* **Set of tasks**:
[A] In the passage on fermentation and column distillation, how long does fermentation last?
[B] Write what comes next in the passage on fermentation and column distillation below, starting after its final sentence.
BEGIN Text under study
Fermentation begins immediately with the already converted fermentable sugars being turned into alcohol, water and carbon dioxide by the yeast. Meanwhile, conversion of the remaining starch to fermentable sugars continues for the first 24 to 30 hours so there is a slow release of more fermentable sugars during this period. This delayed release of fermentable sugars actually helps the fermentation process as if all the sugars were available at the start the yeast could be stressed by the overly sugary environment.
Fermentation lasts around 90 to 100 hours. The beer-like liquid produced has a relatively high alcohol concentration of 13 to 15% alc./vol.. The 'beer' is pumped to the column stills.
After fermentation the beer is pumped to the 'beer-well', the column still's feedstock holding tank. The alcohol and desirable flavours in this beer are then extracted using three distillation columns - firstly the beer column, then the extractive distillation column and lastly the rectifying column. Each of these columns performs a different role.
The beer column strips all the alcohol and flavour from the beer. When the beer enters this first column it still contains grain solids. During distillation grain particles fall to the bottom of the still from where it is removed for incorporation into animal feed. The distillate produced by this column is known as 'beer column high wines' and is typically around 74% alc./vol..
The beer-column high-wines, which contain impurities such as heavier alcohols and fusel oils are pumped to the extractive distillation column where cleaning of the spirit begins. The high wines enter this second column halfway up while water is pumped into the top of the column. The interaction between the rising vapour from the high-wines and the water falling through the column's plates causes impurities to concentrate near the top of the column because they have a greater affinity or bonding mechanism in an alcohol rich environment as opposed to a water-rich environment. These top vapours condense and reflux down to a decanter where the fusel oils are extracted before the bulk of the condensate returns to the top of the column.
END Text under study
BEGIN Material supplied
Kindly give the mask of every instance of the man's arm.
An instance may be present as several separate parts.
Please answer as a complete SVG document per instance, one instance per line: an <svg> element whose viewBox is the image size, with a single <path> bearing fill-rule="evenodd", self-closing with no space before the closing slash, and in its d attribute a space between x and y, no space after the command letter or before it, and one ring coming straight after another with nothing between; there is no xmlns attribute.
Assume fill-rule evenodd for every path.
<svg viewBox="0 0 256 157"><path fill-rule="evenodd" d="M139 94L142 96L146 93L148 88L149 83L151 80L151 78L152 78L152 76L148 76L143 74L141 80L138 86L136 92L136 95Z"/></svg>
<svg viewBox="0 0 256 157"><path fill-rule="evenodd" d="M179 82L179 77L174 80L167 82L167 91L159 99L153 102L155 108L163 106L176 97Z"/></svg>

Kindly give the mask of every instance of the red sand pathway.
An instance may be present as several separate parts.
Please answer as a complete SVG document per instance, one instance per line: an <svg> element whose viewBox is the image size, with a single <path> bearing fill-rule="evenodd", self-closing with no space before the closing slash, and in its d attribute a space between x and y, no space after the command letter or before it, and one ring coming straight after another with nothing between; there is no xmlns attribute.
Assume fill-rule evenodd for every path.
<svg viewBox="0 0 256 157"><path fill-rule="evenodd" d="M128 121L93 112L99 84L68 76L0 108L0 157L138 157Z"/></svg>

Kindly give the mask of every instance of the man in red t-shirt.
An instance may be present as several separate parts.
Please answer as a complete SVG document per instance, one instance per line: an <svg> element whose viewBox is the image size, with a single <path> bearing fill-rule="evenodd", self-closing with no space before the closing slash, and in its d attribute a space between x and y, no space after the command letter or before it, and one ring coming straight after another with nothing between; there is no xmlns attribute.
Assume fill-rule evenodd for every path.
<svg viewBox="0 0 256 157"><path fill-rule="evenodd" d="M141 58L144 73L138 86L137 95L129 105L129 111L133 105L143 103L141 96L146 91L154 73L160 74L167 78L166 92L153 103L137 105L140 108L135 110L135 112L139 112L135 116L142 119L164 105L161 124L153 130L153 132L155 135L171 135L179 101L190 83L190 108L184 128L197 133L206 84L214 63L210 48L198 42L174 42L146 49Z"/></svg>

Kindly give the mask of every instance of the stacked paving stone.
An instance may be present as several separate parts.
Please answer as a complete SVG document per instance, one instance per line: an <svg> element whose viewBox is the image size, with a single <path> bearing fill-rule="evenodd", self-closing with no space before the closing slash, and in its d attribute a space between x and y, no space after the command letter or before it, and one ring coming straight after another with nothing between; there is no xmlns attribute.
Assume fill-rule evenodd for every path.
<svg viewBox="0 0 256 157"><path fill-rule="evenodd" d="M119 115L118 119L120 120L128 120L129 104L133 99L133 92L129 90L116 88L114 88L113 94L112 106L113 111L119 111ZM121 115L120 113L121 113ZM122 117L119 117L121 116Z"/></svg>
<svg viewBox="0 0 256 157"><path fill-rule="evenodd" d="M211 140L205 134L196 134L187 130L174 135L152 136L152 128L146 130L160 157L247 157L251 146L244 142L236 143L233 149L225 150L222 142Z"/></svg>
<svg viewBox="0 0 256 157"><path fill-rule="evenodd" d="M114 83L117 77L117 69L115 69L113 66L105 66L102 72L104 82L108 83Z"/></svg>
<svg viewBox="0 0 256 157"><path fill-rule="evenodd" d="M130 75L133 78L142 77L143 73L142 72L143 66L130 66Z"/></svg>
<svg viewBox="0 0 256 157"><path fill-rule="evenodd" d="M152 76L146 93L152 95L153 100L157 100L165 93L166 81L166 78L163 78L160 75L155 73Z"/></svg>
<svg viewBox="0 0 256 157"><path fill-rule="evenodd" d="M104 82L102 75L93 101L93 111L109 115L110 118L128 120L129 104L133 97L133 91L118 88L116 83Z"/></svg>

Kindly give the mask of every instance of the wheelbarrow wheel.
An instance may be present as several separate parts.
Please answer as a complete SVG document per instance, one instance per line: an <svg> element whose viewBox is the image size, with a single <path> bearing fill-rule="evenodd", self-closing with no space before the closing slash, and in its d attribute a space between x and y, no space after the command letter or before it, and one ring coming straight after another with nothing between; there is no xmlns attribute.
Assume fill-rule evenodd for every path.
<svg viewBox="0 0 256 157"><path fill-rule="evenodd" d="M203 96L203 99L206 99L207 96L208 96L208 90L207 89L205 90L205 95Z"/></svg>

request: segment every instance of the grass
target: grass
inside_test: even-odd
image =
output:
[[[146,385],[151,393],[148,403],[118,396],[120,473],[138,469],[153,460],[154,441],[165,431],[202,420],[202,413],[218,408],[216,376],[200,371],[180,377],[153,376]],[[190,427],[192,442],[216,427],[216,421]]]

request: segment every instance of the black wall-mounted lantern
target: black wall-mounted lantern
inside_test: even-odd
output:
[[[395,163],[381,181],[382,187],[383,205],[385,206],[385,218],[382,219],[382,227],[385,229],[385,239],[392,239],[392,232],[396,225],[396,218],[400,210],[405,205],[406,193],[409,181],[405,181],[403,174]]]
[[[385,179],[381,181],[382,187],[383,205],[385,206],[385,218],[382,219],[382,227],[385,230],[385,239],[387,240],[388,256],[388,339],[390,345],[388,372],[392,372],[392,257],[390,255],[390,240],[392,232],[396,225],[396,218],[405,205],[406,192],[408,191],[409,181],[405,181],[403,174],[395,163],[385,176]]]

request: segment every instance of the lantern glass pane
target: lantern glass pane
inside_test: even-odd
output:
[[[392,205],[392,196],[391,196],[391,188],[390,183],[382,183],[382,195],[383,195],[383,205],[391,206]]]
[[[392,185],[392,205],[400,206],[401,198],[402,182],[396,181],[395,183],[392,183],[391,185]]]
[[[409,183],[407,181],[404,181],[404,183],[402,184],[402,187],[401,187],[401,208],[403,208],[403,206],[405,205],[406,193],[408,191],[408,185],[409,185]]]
END Material supplied
* **Expected responses**:
[A] Around 90 to 100 hours.

[B]
The ethanol alcohol accumulates lower in the second still in a weaker strength area known as the pinch point. From here the alcohol is drawn off and transferred to the rectifying column. Once the column is correctly set up a balance is achieved which allows the desired level of alcohol and flavour to be extracted from the pinch point. This distillate (the 'pinch') is typically 25% alcohol by volume when transferred to the rectifying column.
The last column, the rectifying column, removes additional fusel oils and some volatile alcohols known as overheads. These alcohols are recycled back into the extractive distillation column so no alcohol is lost from the system. The final strength of the distillate produced by the rectifier is typically 94.4% alcohol by volume.
This three-column process operates continuously, only being stopped for cleaning and maintenance. The first distillation column which strips the fermented mash needs cleaning once a week but the second and third columns can run for a couple of months without having to be cleaned.
Maturation, blending & bottling
The maturation process (see Irish whiskey production) that follows distillation tends to be shorter than for pot still of malt whiskeys but is a minimum of three years. Various styles of grain whiskey are produced with different proportions of 5% malted barley to 95% maize using the three-column process described above, each intended as a component to produce various brands of blended Irish whiskey. However, increasingly bottlings of single Irish grain whiskey are becoming available.
Single grain Irish whisky typically has flavours of toffee, vanilla and apple with toffee popcorn often used as a descriptor.